What is asked
Copy verbatim the lines starting with the one that contains "Objective — one dot on each instance of the roof" and running through the last of the lines below. Leave the pictures out of your answer.
** Start of Provided material **
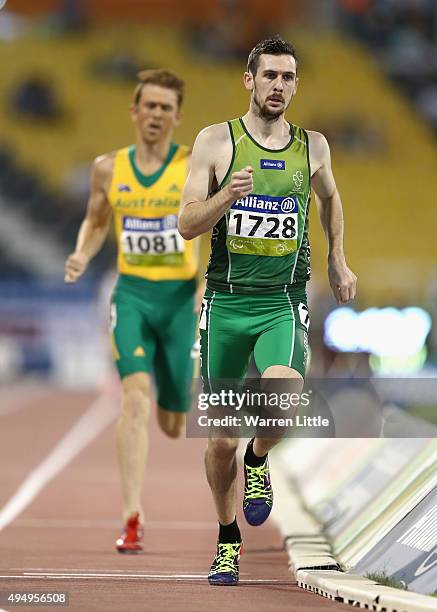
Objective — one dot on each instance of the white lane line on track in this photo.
(125, 576)
(98, 416)
(110, 524)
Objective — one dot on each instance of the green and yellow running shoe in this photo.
(224, 569)
(258, 493)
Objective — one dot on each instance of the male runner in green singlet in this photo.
(262, 169)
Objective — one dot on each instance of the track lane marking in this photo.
(110, 524)
(98, 416)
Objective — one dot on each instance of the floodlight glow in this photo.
(380, 331)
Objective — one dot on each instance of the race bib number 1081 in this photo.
(263, 225)
(154, 242)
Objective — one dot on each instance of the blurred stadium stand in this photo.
(384, 155)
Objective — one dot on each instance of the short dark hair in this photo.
(270, 46)
(163, 78)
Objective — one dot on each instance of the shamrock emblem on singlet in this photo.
(298, 179)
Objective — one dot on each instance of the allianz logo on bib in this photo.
(261, 203)
(139, 224)
(272, 164)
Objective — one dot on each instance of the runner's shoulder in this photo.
(317, 141)
(103, 168)
(215, 134)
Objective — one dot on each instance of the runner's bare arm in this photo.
(95, 226)
(342, 280)
(199, 213)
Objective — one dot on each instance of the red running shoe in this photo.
(131, 540)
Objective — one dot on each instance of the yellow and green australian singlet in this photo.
(146, 212)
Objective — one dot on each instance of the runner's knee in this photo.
(223, 447)
(135, 400)
(172, 424)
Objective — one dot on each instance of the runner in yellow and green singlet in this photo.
(153, 307)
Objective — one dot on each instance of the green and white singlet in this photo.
(255, 302)
(261, 244)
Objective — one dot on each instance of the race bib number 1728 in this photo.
(263, 225)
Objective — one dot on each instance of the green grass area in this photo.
(384, 580)
(426, 413)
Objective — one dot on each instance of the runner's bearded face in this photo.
(156, 114)
(274, 85)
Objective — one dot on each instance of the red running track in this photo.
(63, 540)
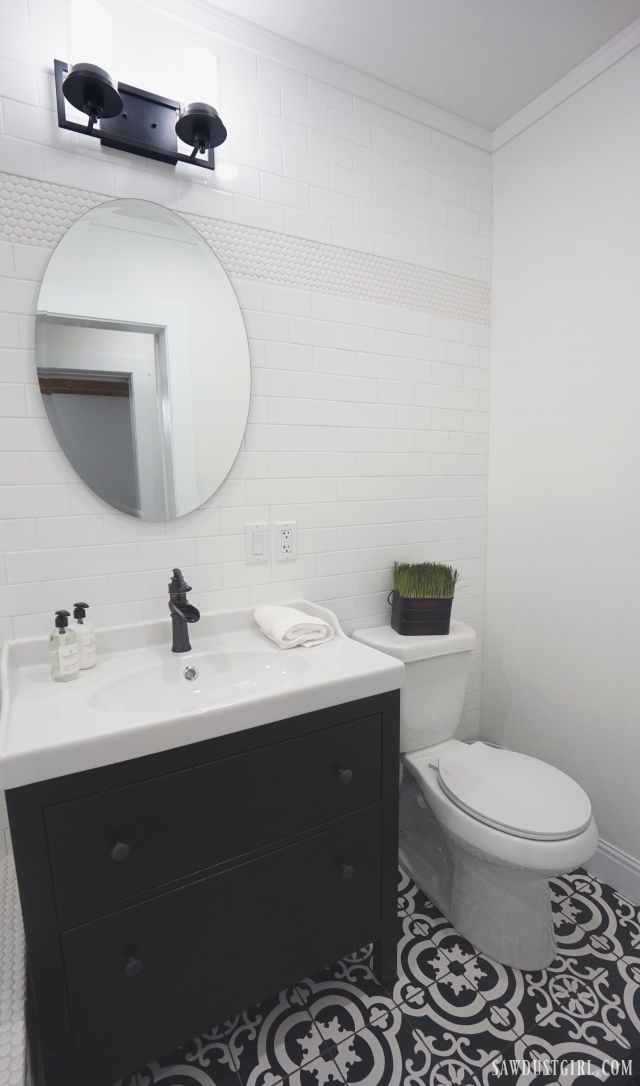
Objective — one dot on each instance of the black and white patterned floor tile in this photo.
(453, 1017)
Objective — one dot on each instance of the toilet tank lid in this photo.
(406, 647)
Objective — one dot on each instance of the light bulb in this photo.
(200, 76)
(90, 35)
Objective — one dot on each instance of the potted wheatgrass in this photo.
(422, 597)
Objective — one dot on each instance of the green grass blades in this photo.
(424, 580)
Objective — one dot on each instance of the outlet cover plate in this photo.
(286, 537)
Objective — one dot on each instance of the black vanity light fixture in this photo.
(130, 118)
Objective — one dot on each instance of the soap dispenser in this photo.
(63, 649)
(86, 635)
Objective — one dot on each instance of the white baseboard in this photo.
(616, 868)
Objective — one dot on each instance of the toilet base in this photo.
(504, 911)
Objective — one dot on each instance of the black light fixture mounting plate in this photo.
(146, 126)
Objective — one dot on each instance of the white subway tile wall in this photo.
(369, 414)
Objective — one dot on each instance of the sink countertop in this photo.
(136, 701)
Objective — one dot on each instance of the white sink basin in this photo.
(218, 679)
(137, 701)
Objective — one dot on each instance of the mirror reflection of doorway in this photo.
(105, 393)
(91, 416)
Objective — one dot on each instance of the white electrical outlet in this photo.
(286, 535)
(256, 548)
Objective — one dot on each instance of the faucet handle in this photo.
(178, 583)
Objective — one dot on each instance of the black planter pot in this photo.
(419, 616)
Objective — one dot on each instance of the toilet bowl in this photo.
(481, 829)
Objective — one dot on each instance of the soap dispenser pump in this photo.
(63, 649)
(86, 635)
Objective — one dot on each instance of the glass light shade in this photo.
(200, 76)
(90, 35)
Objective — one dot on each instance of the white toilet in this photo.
(481, 829)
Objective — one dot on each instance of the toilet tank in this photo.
(435, 682)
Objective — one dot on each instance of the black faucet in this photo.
(182, 611)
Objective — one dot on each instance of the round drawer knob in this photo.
(120, 851)
(133, 968)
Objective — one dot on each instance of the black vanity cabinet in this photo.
(166, 894)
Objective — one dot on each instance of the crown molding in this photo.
(594, 65)
(245, 35)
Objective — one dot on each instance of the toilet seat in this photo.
(513, 792)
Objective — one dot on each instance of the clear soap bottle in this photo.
(63, 649)
(86, 635)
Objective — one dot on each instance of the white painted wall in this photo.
(562, 671)
(368, 420)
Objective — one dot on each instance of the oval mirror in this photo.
(142, 358)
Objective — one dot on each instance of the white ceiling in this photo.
(482, 60)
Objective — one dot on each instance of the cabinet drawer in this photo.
(187, 976)
(110, 846)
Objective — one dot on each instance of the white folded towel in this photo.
(288, 627)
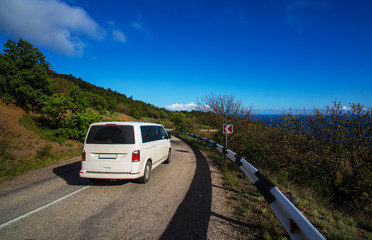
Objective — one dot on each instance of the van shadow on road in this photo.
(192, 216)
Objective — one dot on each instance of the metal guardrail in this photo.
(294, 222)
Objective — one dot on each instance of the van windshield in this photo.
(104, 134)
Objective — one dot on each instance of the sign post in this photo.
(227, 129)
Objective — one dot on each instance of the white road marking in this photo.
(41, 208)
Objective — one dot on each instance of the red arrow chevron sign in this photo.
(227, 128)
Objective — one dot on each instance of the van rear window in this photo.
(111, 135)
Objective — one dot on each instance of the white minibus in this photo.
(124, 150)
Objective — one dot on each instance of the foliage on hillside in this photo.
(65, 105)
(329, 151)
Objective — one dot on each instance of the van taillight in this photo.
(136, 156)
(83, 156)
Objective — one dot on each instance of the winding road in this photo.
(55, 203)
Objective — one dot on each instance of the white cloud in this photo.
(118, 35)
(50, 23)
(139, 27)
(181, 107)
(297, 10)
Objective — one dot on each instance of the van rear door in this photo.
(109, 148)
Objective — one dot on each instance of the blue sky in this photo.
(271, 54)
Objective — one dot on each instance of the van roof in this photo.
(127, 123)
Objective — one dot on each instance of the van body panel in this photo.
(109, 147)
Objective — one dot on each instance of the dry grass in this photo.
(22, 149)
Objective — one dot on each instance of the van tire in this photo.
(169, 157)
(147, 173)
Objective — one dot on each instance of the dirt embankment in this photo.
(19, 146)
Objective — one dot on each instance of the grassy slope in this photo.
(22, 150)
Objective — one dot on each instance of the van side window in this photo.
(163, 134)
(148, 133)
(152, 133)
(111, 135)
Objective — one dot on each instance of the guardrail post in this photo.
(297, 226)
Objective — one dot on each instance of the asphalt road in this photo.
(55, 203)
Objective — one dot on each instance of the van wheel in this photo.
(169, 157)
(146, 175)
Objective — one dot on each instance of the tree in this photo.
(24, 77)
(223, 108)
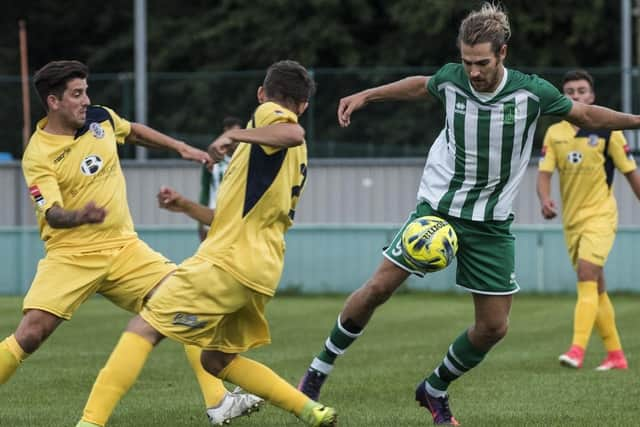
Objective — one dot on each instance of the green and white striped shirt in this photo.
(475, 166)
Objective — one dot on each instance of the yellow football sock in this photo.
(258, 379)
(606, 323)
(11, 355)
(116, 378)
(585, 312)
(212, 388)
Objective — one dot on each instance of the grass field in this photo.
(519, 384)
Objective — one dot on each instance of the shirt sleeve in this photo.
(548, 159)
(121, 127)
(552, 102)
(620, 152)
(436, 80)
(42, 183)
(269, 114)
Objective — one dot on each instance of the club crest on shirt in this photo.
(574, 157)
(36, 195)
(91, 165)
(96, 130)
(509, 114)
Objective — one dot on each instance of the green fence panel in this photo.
(339, 259)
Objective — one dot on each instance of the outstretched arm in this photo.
(634, 181)
(547, 204)
(151, 138)
(407, 89)
(597, 117)
(173, 201)
(280, 135)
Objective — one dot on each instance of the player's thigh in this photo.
(486, 257)
(596, 242)
(64, 281)
(572, 240)
(136, 269)
(204, 305)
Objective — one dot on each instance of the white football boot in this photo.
(234, 404)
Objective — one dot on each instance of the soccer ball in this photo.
(429, 243)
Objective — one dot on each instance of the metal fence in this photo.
(192, 105)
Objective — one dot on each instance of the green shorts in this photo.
(485, 259)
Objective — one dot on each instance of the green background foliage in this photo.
(194, 46)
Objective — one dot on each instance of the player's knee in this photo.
(214, 362)
(35, 327)
(377, 292)
(140, 327)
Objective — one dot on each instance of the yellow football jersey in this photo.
(71, 171)
(255, 207)
(585, 160)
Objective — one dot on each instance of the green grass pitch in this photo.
(519, 384)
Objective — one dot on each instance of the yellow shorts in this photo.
(204, 305)
(123, 275)
(590, 241)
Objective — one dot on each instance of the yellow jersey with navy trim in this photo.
(256, 205)
(585, 160)
(71, 171)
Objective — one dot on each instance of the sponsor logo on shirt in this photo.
(189, 320)
(36, 195)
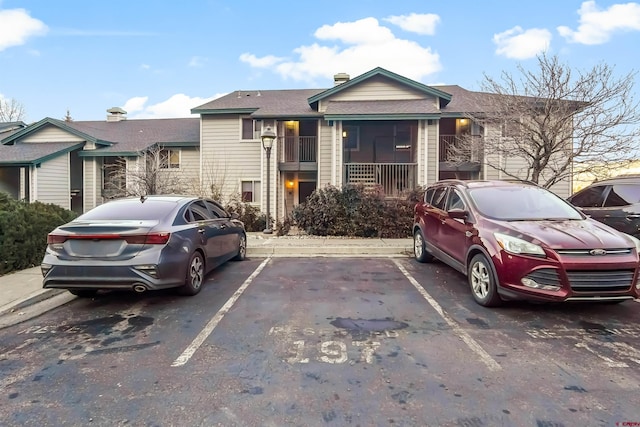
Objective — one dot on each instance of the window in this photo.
(169, 159)
(217, 210)
(590, 197)
(512, 128)
(251, 129)
(623, 195)
(250, 191)
(197, 212)
(439, 198)
(455, 201)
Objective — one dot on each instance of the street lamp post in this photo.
(268, 136)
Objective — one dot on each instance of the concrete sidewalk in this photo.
(23, 289)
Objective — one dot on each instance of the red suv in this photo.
(521, 241)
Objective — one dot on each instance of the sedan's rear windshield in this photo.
(130, 210)
(518, 203)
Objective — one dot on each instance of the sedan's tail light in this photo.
(158, 238)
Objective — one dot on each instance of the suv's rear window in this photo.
(130, 209)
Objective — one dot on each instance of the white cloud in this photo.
(597, 26)
(360, 46)
(264, 62)
(16, 26)
(517, 43)
(419, 23)
(135, 104)
(197, 61)
(176, 106)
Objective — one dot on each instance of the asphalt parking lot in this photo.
(323, 341)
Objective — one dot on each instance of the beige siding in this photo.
(433, 160)
(89, 186)
(50, 134)
(325, 154)
(376, 89)
(190, 167)
(225, 161)
(53, 182)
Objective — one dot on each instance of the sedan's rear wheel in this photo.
(195, 276)
(242, 248)
(482, 281)
(84, 293)
(420, 249)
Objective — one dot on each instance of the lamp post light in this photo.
(267, 137)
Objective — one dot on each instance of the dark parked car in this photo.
(520, 241)
(141, 244)
(615, 202)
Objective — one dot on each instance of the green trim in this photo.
(382, 72)
(223, 111)
(98, 153)
(416, 116)
(42, 159)
(57, 123)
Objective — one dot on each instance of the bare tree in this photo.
(553, 122)
(11, 110)
(151, 173)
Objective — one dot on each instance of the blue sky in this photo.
(161, 58)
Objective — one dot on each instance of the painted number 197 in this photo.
(331, 351)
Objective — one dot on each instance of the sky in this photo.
(160, 59)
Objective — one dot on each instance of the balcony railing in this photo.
(392, 179)
(458, 149)
(298, 149)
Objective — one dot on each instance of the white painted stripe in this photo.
(608, 361)
(473, 345)
(208, 329)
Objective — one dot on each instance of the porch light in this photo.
(267, 137)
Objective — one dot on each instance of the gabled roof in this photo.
(410, 109)
(263, 103)
(117, 138)
(34, 154)
(378, 71)
(7, 128)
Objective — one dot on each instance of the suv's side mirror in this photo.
(457, 213)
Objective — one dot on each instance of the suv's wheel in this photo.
(483, 282)
(419, 248)
(195, 276)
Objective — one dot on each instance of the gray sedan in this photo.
(143, 243)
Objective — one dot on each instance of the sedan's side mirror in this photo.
(457, 213)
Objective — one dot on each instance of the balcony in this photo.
(461, 149)
(391, 179)
(298, 153)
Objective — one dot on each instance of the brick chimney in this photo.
(116, 114)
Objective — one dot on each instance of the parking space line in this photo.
(473, 345)
(208, 329)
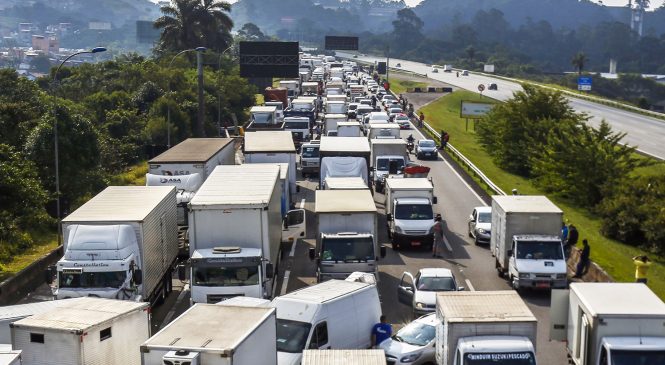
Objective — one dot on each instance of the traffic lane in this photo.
(475, 262)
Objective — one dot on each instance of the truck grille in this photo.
(216, 298)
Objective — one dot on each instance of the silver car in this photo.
(413, 344)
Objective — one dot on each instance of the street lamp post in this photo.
(168, 106)
(219, 94)
(55, 134)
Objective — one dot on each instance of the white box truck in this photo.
(187, 165)
(347, 234)
(12, 313)
(609, 323)
(235, 233)
(208, 334)
(388, 157)
(271, 147)
(344, 357)
(410, 212)
(526, 241)
(356, 147)
(336, 314)
(89, 331)
(121, 244)
(484, 327)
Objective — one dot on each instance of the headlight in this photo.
(411, 358)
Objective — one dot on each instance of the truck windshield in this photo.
(413, 212)
(226, 276)
(416, 334)
(108, 279)
(383, 164)
(504, 358)
(539, 250)
(636, 357)
(296, 124)
(291, 335)
(262, 118)
(347, 249)
(309, 152)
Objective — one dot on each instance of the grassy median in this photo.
(613, 256)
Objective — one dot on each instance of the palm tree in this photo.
(194, 23)
(578, 61)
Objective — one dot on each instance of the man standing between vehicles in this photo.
(381, 331)
(642, 264)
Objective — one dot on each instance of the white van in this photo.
(335, 314)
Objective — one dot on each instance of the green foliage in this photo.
(584, 164)
(634, 213)
(514, 132)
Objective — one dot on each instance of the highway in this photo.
(646, 133)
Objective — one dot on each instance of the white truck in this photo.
(272, 147)
(484, 327)
(349, 129)
(187, 165)
(388, 157)
(409, 212)
(526, 241)
(347, 234)
(352, 149)
(609, 323)
(336, 314)
(208, 334)
(121, 244)
(235, 234)
(346, 357)
(89, 331)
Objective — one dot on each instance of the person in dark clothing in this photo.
(583, 264)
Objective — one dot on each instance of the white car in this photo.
(480, 224)
(413, 344)
(419, 292)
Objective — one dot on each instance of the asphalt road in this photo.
(644, 132)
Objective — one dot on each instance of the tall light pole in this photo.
(55, 135)
(168, 106)
(219, 94)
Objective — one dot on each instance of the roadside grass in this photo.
(399, 86)
(613, 256)
(47, 241)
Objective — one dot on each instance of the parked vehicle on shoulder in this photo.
(480, 224)
(413, 344)
(419, 291)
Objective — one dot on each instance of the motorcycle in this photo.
(409, 147)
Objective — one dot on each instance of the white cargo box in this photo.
(87, 331)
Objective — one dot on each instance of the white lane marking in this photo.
(285, 282)
(171, 313)
(453, 170)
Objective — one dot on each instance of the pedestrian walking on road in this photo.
(437, 246)
(642, 264)
(583, 264)
(381, 331)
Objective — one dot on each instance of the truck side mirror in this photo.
(137, 276)
(270, 270)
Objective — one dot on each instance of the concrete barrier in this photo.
(27, 280)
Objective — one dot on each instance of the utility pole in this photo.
(200, 131)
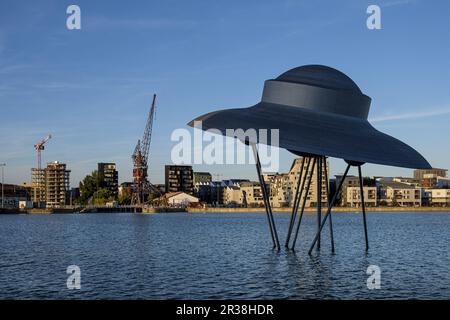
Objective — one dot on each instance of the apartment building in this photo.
(398, 194)
(108, 177)
(179, 178)
(57, 184)
(353, 196)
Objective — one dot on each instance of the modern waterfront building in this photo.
(13, 194)
(108, 177)
(178, 199)
(349, 182)
(251, 194)
(179, 178)
(429, 177)
(283, 186)
(57, 183)
(353, 196)
(38, 182)
(393, 193)
(440, 197)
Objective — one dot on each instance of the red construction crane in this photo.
(141, 185)
(39, 147)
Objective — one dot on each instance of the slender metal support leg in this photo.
(304, 201)
(328, 201)
(329, 209)
(298, 196)
(273, 230)
(363, 206)
(319, 197)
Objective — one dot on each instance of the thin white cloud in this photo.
(397, 3)
(412, 115)
(160, 23)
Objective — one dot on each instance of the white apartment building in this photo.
(401, 194)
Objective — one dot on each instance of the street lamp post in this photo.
(3, 182)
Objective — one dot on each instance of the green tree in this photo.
(102, 196)
(124, 197)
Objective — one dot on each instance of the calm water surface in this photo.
(218, 256)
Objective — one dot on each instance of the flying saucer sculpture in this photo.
(320, 112)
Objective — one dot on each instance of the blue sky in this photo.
(91, 88)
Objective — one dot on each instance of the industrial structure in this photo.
(57, 186)
(141, 185)
(37, 174)
(179, 178)
(108, 177)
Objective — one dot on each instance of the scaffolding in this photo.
(56, 184)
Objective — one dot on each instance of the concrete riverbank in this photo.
(312, 210)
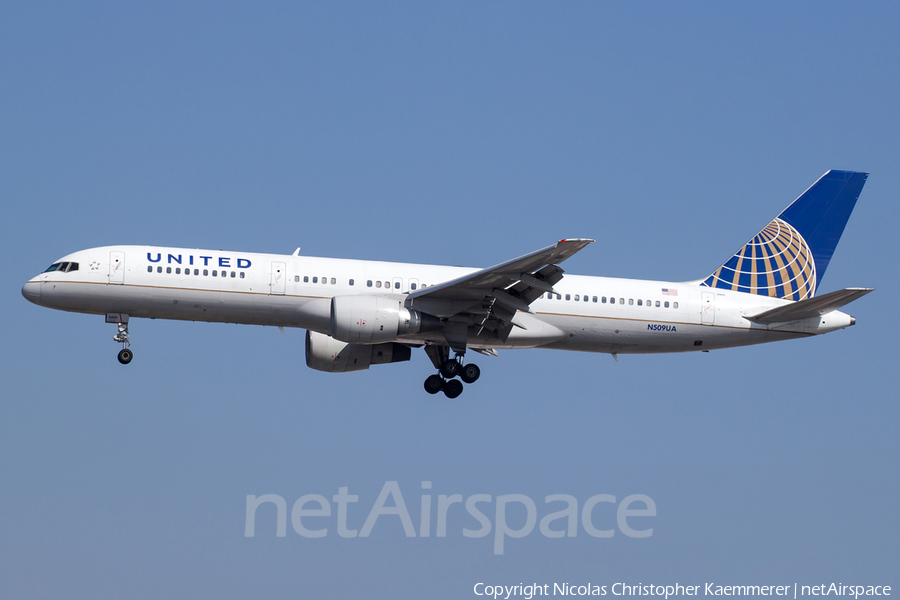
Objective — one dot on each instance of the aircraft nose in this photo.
(32, 292)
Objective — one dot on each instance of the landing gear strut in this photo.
(125, 354)
(448, 370)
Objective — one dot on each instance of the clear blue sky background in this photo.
(451, 133)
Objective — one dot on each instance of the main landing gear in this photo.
(125, 354)
(446, 381)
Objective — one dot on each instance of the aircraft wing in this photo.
(491, 297)
(811, 307)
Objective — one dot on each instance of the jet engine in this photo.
(375, 319)
(324, 353)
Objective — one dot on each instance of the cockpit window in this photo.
(62, 266)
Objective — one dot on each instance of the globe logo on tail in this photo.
(777, 262)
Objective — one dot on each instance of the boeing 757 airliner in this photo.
(359, 313)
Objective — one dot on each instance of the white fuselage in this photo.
(594, 314)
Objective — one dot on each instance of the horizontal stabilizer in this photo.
(811, 307)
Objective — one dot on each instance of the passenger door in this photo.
(278, 278)
(117, 267)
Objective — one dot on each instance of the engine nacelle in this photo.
(324, 353)
(374, 319)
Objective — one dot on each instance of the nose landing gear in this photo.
(121, 319)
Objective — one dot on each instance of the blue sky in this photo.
(449, 133)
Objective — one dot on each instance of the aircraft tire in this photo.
(470, 373)
(125, 356)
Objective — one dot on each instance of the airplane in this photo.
(359, 313)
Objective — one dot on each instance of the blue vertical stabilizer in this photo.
(788, 258)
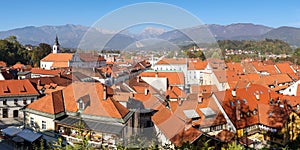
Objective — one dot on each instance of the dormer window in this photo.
(254, 112)
(83, 102)
(80, 105)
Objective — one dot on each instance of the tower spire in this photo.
(55, 48)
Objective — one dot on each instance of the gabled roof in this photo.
(203, 88)
(58, 57)
(16, 88)
(90, 57)
(172, 61)
(59, 80)
(174, 78)
(254, 98)
(197, 64)
(220, 75)
(175, 93)
(186, 135)
(284, 68)
(2, 64)
(274, 79)
(98, 107)
(236, 67)
(45, 72)
(51, 104)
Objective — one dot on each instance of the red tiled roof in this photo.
(59, 57)
(274, 79)
(203, 88)
(45, 72)
(236, 67)
(225, 136)
(52, 103)
(19, 66)
(17, 87)
(246, 101)
(197, 64)
(284, 68)
(175, 93)
(98, 106)
(2, 64)
(174, 78)
(172, 61)
(91, 57)
(189, 135)
(221, 75)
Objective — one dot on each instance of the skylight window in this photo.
(208, 112)
(191, 114)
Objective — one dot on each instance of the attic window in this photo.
(254, 112)
(22, 89)
(191, 114)
(5, 89)
(208, 112)
(270, 114)
(80, 105)
(83, 102)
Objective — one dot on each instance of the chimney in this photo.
(146, 91)
(257, 96)
(131, 95)
(238, 113)
(200, 98)
(104, 93)
(233, 92)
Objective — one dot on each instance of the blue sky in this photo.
(21, 13)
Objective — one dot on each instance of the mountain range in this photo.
(71, 35)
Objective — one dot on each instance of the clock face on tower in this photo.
(55, 48)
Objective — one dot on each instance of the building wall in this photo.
(159, 83)
(292, 90)
(46, 65)
(50, 125)
(222, 86)
(11, 105)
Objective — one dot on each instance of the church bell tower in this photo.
(55, 48)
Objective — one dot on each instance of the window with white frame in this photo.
(44, 125)
(31, 121)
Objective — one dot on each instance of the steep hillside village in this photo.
(108, 100)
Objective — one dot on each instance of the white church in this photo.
(58, 60)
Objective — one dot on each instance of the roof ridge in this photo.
(117, 108)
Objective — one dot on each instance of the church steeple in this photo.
(55, 48)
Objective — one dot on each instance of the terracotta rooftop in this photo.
(17, 87)
(170, 61)
(236, 67)
(189, 135)
(59, 57)
(45, 72)
(284, 68)
(174, 78)
(197, 64)
(94, 92)
(51, 104)
(254, 98)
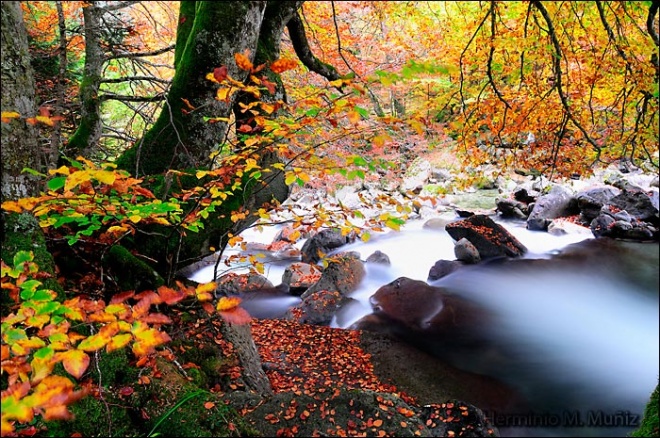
** End of Provided material **
Correct result
Objective — one dot on each instance of the roof ridge in this photo.
(117, 108)
Objective — one dot on each instance of the church steeple in this photo.
(55, 48)
Objective — one dot on each instance of the terracotta rooftop in this photo.
(17, 87)
(170, 61)
(236, 67)
(189, 135)
(59, 57)
(45, 72)
(284, 68)
(174, 78)
(197, 64)
(94, 92)
(51, 104)
(254, 98)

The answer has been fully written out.